» 任务要求
从下方列表中提取所有含有字符串“positive”的行，匹配时区分大小写。

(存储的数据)

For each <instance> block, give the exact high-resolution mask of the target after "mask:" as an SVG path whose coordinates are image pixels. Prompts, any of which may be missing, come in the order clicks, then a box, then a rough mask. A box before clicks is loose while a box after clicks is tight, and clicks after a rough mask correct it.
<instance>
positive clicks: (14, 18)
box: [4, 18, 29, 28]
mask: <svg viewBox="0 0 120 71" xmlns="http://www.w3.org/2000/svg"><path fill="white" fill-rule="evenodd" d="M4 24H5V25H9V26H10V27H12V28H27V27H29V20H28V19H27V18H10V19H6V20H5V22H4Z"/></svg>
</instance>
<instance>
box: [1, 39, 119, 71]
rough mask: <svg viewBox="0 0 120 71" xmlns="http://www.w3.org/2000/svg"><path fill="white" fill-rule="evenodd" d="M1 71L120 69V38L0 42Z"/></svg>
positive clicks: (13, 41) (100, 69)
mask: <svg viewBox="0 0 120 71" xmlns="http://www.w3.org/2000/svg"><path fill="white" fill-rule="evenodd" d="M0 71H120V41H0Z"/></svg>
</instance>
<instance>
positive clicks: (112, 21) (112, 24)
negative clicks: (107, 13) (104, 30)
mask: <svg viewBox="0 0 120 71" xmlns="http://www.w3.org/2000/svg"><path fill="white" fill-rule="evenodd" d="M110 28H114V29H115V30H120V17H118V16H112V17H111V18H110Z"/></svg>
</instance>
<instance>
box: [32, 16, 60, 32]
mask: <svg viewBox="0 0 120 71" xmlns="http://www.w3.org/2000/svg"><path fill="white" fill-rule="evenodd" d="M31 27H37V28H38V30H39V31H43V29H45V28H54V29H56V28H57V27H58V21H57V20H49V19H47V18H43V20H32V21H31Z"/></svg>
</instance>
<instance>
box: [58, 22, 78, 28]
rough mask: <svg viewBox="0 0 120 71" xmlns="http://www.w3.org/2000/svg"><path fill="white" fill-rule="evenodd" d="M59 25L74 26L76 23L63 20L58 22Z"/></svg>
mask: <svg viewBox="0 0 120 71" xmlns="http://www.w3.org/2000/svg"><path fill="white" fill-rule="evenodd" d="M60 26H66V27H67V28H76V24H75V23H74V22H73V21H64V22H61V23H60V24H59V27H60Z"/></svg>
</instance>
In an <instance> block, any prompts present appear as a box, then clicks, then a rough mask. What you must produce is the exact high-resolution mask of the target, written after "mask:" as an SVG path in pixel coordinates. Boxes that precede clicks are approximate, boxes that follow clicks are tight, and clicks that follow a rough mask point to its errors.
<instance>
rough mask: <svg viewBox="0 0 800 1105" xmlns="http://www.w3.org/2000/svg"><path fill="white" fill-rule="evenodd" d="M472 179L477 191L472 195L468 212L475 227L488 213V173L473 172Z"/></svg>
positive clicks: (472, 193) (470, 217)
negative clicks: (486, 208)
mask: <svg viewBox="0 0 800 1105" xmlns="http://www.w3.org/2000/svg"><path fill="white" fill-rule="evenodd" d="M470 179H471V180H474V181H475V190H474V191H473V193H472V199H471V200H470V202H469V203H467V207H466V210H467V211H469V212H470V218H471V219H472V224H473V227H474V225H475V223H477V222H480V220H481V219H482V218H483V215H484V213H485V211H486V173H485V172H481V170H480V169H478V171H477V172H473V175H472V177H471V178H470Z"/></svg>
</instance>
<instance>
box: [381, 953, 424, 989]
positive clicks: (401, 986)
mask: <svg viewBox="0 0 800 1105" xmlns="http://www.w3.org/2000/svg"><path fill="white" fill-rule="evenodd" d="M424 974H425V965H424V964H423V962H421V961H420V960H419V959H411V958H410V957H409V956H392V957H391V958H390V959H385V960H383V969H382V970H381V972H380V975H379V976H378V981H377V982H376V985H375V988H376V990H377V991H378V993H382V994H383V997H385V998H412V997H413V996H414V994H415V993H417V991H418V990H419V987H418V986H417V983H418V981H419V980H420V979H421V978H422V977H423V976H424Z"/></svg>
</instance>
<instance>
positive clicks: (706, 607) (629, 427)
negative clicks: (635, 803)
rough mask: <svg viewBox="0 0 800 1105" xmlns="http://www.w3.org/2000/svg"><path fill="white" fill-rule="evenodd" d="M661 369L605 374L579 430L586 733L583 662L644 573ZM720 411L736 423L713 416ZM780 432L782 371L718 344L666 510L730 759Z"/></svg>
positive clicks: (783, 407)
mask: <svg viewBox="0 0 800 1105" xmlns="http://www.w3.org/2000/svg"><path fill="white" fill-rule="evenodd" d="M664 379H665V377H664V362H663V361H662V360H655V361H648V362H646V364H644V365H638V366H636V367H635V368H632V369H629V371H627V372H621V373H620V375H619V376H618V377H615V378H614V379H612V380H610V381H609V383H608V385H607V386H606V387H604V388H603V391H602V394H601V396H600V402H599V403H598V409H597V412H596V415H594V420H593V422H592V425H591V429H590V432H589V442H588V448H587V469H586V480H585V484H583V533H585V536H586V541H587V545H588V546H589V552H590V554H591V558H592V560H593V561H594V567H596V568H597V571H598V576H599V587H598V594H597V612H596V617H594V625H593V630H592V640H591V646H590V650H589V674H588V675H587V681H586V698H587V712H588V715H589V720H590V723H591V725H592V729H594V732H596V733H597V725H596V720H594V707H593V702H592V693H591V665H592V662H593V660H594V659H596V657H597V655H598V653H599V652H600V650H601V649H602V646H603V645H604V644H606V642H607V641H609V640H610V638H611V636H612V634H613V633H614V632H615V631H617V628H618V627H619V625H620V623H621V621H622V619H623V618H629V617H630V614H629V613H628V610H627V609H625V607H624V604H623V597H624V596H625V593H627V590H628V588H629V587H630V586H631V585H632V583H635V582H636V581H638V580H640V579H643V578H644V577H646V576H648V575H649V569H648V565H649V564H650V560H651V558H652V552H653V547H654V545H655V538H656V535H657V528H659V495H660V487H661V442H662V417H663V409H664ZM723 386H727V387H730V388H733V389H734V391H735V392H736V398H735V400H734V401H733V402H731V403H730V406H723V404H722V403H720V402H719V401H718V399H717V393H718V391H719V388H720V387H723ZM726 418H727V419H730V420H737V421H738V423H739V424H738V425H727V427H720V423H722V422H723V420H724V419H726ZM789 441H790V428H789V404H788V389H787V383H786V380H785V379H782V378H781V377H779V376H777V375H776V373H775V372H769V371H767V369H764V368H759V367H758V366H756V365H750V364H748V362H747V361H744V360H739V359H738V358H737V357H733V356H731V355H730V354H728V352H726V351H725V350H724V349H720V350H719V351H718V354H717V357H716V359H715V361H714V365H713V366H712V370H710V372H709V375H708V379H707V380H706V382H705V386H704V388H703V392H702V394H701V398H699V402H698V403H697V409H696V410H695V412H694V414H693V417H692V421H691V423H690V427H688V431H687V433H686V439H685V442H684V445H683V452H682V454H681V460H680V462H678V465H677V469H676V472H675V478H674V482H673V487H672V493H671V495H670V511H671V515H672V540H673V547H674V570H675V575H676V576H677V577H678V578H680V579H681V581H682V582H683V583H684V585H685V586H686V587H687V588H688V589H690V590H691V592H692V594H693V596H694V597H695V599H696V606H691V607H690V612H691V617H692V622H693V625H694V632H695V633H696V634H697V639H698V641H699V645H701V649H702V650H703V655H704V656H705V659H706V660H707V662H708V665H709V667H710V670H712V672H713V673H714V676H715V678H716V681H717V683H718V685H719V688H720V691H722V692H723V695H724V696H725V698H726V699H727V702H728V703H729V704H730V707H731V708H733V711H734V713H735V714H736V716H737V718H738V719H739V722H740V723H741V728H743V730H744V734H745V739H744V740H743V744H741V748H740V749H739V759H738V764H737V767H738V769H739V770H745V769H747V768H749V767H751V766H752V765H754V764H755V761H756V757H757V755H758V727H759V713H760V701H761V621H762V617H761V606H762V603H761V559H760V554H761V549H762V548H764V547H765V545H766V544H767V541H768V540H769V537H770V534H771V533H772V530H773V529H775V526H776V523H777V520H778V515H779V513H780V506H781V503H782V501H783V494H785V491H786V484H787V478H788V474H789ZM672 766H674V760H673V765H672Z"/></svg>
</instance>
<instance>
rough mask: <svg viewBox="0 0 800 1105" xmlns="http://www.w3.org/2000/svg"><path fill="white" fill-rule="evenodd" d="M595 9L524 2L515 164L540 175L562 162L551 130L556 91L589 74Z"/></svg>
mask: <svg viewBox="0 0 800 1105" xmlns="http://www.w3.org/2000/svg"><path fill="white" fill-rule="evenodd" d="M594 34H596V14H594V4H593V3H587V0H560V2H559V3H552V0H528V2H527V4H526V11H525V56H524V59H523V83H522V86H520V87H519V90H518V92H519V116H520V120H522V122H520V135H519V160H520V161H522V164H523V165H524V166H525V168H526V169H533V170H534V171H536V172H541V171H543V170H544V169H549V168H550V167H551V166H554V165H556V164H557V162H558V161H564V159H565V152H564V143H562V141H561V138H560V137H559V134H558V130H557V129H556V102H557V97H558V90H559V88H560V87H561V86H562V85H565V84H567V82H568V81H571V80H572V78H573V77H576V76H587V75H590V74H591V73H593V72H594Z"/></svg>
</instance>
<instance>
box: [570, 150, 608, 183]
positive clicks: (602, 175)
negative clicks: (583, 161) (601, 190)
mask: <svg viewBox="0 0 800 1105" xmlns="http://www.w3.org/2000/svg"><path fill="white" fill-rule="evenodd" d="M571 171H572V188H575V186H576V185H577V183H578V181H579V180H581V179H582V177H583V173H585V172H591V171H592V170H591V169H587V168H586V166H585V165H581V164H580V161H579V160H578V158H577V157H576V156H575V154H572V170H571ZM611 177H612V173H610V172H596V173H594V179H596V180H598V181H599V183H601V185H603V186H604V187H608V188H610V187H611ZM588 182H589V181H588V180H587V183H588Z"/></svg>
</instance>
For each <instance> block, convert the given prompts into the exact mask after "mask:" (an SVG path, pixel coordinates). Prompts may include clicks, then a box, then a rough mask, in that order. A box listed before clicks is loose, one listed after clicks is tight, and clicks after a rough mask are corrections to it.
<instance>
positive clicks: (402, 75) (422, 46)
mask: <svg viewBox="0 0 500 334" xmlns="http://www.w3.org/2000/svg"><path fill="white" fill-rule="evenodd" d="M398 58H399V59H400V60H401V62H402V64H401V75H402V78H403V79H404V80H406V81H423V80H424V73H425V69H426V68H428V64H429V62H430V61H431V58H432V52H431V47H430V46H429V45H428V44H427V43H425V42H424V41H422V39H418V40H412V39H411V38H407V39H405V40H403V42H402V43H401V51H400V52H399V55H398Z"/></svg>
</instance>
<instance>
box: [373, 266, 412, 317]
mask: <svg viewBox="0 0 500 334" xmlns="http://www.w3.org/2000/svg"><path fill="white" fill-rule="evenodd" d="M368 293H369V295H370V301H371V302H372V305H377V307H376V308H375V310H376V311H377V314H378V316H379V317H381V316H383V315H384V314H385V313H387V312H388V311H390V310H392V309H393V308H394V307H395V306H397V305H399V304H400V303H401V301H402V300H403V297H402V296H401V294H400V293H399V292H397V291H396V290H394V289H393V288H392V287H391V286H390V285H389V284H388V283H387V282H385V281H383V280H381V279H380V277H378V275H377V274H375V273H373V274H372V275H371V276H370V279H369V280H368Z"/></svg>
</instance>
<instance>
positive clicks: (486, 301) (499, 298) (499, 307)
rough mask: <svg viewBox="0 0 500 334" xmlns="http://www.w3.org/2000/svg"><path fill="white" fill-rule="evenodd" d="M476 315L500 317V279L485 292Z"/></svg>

» 练习输出
positive clicks: (14, 18)
positive clicks: (13, 41) (100, 69)
positive clicks: (112, 21) (112, 24)
positive clicks: (472, 193) (470, 217)
positive clicks: (401, 986)
positive clicks: (706, 607) (629, 427)
positive clicks: (783, 407)
positive clicks: (602, 175)
positive clicks: (402, 75) (422, 46)
positive clicks: (486, 301) (499, 298) (499, 307)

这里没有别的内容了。